Report the number of lines in the data where the word "woman" appears, and add no other text.

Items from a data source
↓↓↓

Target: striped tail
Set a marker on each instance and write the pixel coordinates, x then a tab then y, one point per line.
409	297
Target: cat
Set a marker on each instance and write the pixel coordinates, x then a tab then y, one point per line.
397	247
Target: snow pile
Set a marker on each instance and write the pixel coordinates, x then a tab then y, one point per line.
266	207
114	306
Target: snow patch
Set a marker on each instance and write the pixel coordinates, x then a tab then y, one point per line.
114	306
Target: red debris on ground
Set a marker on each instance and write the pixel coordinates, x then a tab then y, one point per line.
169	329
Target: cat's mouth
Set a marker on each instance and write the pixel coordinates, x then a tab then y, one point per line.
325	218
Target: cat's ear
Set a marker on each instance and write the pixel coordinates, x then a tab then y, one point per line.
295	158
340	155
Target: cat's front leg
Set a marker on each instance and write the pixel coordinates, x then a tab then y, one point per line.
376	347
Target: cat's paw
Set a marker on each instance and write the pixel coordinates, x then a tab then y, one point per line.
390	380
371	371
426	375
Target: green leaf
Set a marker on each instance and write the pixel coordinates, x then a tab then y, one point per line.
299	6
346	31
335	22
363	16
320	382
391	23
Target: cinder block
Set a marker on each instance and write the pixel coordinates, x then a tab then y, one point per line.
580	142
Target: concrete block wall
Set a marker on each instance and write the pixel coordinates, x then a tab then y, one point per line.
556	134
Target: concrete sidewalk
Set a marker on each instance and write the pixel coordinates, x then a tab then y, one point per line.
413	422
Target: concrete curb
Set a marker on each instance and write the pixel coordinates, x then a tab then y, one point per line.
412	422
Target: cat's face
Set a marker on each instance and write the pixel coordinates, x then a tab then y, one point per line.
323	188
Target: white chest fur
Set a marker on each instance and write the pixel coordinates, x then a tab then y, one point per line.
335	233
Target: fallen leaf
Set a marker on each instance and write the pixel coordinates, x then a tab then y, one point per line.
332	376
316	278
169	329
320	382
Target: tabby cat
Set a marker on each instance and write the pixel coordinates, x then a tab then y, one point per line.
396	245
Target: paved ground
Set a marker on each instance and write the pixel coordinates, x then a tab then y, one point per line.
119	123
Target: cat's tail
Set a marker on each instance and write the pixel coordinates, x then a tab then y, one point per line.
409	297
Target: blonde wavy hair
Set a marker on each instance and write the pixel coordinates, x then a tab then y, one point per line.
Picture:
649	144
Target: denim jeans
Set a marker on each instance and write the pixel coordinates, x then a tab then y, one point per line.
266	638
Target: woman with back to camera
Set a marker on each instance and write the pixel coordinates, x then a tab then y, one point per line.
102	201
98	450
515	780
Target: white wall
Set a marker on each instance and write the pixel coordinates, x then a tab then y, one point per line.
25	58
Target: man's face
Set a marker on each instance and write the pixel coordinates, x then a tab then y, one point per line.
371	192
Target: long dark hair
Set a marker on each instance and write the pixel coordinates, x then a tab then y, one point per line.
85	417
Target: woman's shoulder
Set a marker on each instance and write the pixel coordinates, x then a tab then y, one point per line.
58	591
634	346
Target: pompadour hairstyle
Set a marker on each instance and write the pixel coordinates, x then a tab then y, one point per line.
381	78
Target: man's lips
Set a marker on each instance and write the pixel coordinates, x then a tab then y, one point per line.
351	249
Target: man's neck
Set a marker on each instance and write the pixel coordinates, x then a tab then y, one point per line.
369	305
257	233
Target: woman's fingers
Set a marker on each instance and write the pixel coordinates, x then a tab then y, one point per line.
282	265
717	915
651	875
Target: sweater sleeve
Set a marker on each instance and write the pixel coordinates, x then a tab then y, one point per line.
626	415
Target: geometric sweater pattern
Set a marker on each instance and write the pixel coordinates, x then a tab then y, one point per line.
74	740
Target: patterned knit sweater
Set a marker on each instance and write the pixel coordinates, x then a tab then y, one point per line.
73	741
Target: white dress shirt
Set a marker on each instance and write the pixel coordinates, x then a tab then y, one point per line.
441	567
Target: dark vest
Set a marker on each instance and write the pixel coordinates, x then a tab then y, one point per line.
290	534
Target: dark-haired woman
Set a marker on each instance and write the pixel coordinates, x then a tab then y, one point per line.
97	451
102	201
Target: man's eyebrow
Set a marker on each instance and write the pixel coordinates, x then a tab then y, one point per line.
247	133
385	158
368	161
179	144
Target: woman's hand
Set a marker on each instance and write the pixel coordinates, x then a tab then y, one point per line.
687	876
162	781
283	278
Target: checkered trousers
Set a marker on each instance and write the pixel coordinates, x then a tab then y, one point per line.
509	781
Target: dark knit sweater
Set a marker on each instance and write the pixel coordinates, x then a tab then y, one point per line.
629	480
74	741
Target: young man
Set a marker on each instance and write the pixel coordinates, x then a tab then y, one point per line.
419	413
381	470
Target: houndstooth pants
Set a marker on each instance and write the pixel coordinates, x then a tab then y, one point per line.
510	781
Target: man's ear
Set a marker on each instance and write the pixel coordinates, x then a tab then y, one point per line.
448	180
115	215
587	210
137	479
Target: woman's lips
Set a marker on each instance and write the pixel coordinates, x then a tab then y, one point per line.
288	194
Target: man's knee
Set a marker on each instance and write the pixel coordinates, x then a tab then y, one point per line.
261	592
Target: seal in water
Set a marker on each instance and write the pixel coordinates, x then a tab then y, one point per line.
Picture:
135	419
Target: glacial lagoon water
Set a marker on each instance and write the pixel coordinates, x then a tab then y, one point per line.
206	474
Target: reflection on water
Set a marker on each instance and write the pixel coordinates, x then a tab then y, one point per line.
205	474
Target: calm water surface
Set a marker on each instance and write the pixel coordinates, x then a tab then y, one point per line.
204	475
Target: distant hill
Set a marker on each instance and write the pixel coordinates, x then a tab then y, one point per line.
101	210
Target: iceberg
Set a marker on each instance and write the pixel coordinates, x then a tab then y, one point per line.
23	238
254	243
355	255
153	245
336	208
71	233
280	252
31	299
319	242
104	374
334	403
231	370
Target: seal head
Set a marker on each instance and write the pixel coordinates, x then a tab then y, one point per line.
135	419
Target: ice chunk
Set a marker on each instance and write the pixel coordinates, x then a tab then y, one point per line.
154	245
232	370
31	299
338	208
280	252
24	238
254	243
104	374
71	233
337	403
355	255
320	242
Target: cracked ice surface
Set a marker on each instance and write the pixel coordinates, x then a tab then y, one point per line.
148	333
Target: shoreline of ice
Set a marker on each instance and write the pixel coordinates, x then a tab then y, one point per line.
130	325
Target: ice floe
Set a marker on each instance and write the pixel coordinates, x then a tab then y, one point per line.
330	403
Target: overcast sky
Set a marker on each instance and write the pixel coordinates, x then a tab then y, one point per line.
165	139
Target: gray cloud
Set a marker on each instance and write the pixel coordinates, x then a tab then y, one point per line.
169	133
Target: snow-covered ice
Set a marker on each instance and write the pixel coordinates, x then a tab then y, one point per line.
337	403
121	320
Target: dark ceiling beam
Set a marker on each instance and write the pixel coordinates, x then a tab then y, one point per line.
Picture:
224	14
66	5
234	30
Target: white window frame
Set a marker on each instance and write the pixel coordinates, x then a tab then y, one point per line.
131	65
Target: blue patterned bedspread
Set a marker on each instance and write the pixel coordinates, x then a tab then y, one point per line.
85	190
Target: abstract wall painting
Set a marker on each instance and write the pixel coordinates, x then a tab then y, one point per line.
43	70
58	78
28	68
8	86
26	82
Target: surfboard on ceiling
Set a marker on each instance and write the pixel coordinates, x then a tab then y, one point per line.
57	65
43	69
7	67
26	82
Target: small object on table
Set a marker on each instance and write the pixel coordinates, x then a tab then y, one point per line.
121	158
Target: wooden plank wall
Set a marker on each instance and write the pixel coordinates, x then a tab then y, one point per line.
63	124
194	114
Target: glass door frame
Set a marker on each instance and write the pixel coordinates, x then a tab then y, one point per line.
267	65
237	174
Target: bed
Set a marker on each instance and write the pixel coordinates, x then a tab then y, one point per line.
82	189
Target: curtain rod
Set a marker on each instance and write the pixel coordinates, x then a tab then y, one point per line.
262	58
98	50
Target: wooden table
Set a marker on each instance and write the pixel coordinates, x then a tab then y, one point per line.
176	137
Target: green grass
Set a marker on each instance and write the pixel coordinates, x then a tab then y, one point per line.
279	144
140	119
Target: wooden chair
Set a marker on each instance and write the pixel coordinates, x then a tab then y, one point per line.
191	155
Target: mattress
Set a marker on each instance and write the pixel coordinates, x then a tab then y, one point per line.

↑↑↑

Your response
6